— Start of TEXT SECTION —

A number of tools are available for actively testing the security and operation of Bluetooth devices. These tools attempt to connect to discovered devices and perform attacks to surreptitiously gain access and connectivity to Bluetooth-enabled devices. Assessors should be extremely cautious of performing active scanning because of the likelihood of inadvertently scanning personal Bluetooth devices, which are found in many environments. As a general rule, assessors should use active scanning only when they are certain that the devices being scanned belong to the organization. Active scanning can be used to evaluate the security mode in which a Bluetooth device is operating, and the strength of Bluetooth password identification numbers (PIN). Active scanning can also be used to verify that these devices are set to the lowest possible operational power setting to minimize their range. As with IEEE 802.11a/b/g rogue devices, rogue Bluetooth devices should be dealt with in accordance with policies and guidance.²⁰

Uses for wireless scanning include identifying the following areas for further testing and evaluation:

a. 802.11

b. Serious flaws in its current implementation of Wired Equivalent Privacy (WEP)

c. Default configuration

d. Websites that publish the locations of discovered wireless networks

e. Insertion attacks

f. Interception and monitoring of wireless traffic

g. DOS

h. Client-to-client attacks

9. Penetration testing: Penetration testing is security testing in which assessors mimic real-world attacks to identify methods for circumventing the security features of an application, system, or network. It often involves launching real attacks on real systems and data that use tools and techniques commonly used by attackers. Most penetration tests involve looking for combinations of vulnerabilities on one or more systems that can be used to gain more access than could be achieved through a single vulnerability. Penetration testing can also be useful for determining:

a. How well the system tolerates real world–style attack patterns

b. The likely level of sophistication an attacker needs to successfully compromise the system

c. Additional countermeasures that could mitigate threats against the system

d. Defenders’ ability to detect attacks and respond appropriately

Penetration testing can be invaluable, but it is labor-intensive and requires great expertise to minimize the risk to targeted systems. Systems may be damaged or otherwise rendered inoperable during the course of penetration testing, even though the organization benefits in knowing how a system could be rendered inoperable by an intruder. Although experienced penetration testers can mitigate this risk, it can never be fully eliminated. Penetration testing should be performed only after careful consideration, notification, and planning.

Penetration testing often includes nontechnical methods of attack. For example, a penetration tester could breach physical security controls and procedures to connect to a network, steal equipment, capture sensitive information (possibly by installing keylogging devices), or disrupt communications. Caution should be exercised when performing physical security testing – security guards should be made aware of how to verify the validity of tester activity, such as via a point of contact or documentation. Another nontechnical means of attack is the use of social engineering, such as posing as a help desk agent and calling to request a user’s passwords, or calling the help desk posing as a user and asking for a password to be reset.

— End of TEXT SECTION —
— Start of RAW DATA —

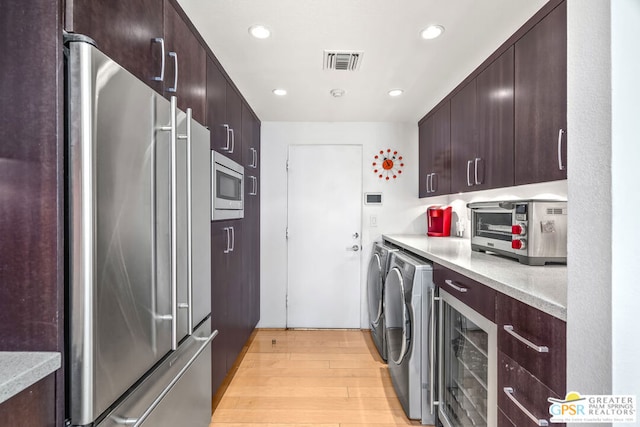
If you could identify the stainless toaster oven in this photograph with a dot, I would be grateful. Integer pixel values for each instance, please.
(532, 231)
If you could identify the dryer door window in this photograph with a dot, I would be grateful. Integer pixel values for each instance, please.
(374, 286)
(396, 317)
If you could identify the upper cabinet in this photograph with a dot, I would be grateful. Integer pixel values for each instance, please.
(160, 49)
(224, 113)
(435, 153)
(541, 100)
(138, 48)
(482, 129)
(185, 70)
(508, 118)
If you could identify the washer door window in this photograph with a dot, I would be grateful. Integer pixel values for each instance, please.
(396, 317)
(374, 287)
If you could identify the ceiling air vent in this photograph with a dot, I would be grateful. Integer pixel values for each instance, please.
(342, 60)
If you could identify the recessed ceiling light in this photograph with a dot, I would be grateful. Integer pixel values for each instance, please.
(432, 31)
(259, 31)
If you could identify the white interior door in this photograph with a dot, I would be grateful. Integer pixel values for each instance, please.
(324, 229)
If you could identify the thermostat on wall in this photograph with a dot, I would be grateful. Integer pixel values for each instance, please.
(372, 198)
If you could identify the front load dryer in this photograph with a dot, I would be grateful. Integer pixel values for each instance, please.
(408, 322)
(378, 268)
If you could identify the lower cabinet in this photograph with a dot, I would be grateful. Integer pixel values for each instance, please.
(34, 406)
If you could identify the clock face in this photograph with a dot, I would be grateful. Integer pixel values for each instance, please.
(387, 164)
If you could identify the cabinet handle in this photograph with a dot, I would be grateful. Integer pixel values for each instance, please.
(228, 144)
(175, 76)
(538, 348)
(161, 76)
(454, 286)
(228, 230)
(539, 422)
(561, 166)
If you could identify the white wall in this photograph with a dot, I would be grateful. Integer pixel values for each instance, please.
(401, 212)
(625, 208)
(604, 153)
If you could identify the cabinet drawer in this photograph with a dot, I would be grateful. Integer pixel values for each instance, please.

— End of RAW DATA —

__CHALLENGES__:
#1 Please reproduce the security testing passage above word for word between "Penetration testing can be" and "notification, and planning.", inclusive.
#2 Name everything the security testing passage says penetration testing can also be useful for determining.

__SOLUTIONS TO THE PROBLEMS__:
#1
Penetration testing can be invaluable, but it is labor-intensive and requires great expertise to minimize the risk to targeted systems. Systems may be damaged or otherwise rendered inoperable during the course of penetration testing, even though the organization benefits in knowing how a system could be rendered inoperable by an intruder. Although experienced penetration testers can mitigate this risk, it can never be fully eliminated. Penetration testing should be performed only after careful consideration, notification, and planning.

#2
- How well the system tolerates real world–style attack patterns
- The likely level of sophistication an attacker needs to successfully compromise the system
- Additional countermeasures that could mitigate threats against the system
- Defenders' ability to detect attacks and respond appropriately